练习题目 A → 用两句话概括这篇关于List去重的文章。
练习题目 B → 这篇关于List去重的文章属于哪个系列?
练习题目 C → 请把这篇关于List去重的文章中以"⚠️ 关键点"开头的那段改写得更简短,保留主要事实。

来源 →

┌────────

1. 引言
本文将介绍如何从List中移除重复元素的三种实现方式:
✅ 原生Java实现
✅ Guava工具库实现
✅ Java 8 Lambda表达式实现
本文属于"Java基础回顾"系列,面向有经验的开发者,基础概念将简略带过。
2. 使用原生Java移除重复元素
通过Java集合框架的Set特性可快速去重:
public void
givenListContainsDuplicates_whenRemovingDuplicatesWithPlainJava_thenCorrect() {
List<Integer> listWithDuplicates = Lists.newArrayList(5, 0, 3, 1, 2, 3, 0, 0);
List<Integer> listWithoutDuplicates = new ArrayList<>(
new HashSet<>(listWithDuplicates));
assertThat(listWithoutDuplicates, hasSize(5));
assertThat(listWithoutDuplicates, containsInAnyOrder(5, 0, 3, 1, 2));
}
⚠️ 关键点:
- 原始List保持不变
- 使用
HashSet会导致元素顺序丢失(示例中顺序可能变为[0,1,2,3,5])
若需保留原始顺序,改用LinkedHashSet:
public void
givenListContainsDuplicates_whenRemovingDuplicatesPreservingOrderWithPlainJava_thenCorrect() {
List<Integer> listWithDuplicates = Lists.newArrayList(5, 0, 3, 1, 2, 3, 0, 0);
List<Integer> listWithoutDuplicates = new ArrayList<>(
new LinkedHashSet<>(listWithDuplicates));
assertThat(listWithoutDuplicates, hasSize(5));
assertThat(listWithoutDuplicates, containsInRelativeOrder(5, 0, 3, 1, 2));
}
3. 使用Guava移除重复元素
Guava提供更简洁的API实现相同功能:
public void
givenListContainsDuplicates_whenRemovingDuplicatesWithGuava_thenCorrect() {
List<Integer> listWithDuplicates = Lists.newArrayList(5, 0, 3, 1, 2, 3, 0, 0);
List<Integer> listWithoutDuplicates
= Lists.newArrayList(Sets.newHashSet(listWithDuplicates));
assertThat(listWithoutDuplicates, hasSize(5));
assertThat(listWithoutDuplicates, containsInAnyOrder(5, 0, 3, 1, 2));
}
❌ 注意:
- 默认使用
HashSet,顺序不保证 - 需保留顺序时改用
Sets.newLinkedHashSet():
public void
givenListContainsDuplicates_whenRemovingDuplicatesPreservingOrderWithGuava_thenCorrect() {
List<Integer> listWithDuplicates = Lists.newArrayList(5, 0, 3, 1, 2, 3, 0, 0);
List<Integer> listWithoutDuplicates
= Lists.newArrayList(Sets.newLinkedHashSet(listWithDuplicates));
assertThat(listWithoutDuplicates, hasSize(5));
assertThat(listWithoutDuplicates, containsInRelativeOrder(5, 0, 3, 1, 2));
}
4. 使用Java 8 Lambda移除重复元素
Java 8的Stream API提供最优雅的解决方案:
public void
givenListContainsDuplicates_whenRemovingDuplicatesWithJava8_thenCorrect() {
List<Integer> listWithDuplicates = Lists.newArrayList(5, 0, 3, 1, 2, 3, 0, 0);
List<Integer> listWithoutDuplicates = listWithDuplicates.stream()

└────────

数据块 →
┌────────

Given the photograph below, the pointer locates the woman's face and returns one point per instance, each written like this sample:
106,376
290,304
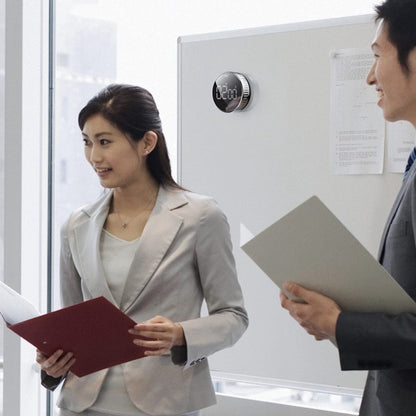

└────────

任务结果 A → 文章介绍了从List中移除重复元素的三种方式,分别基于原生Java、Guava工具库和Java 8 Lambda表达式。原生Java和Guava的做法都借助HashSet去重,但不保证元素顺序,需要保留顺序时可分别改用LinkedHashSet和Sets.newLinkedHashSet()。

任务结果 B → 属于"Java基础回顾"系列。

任务结果 C → 原始List不会改变,但使用HashSet会丢失元素顺序,示例中的顺序可能变为[0,1,2,3,5]。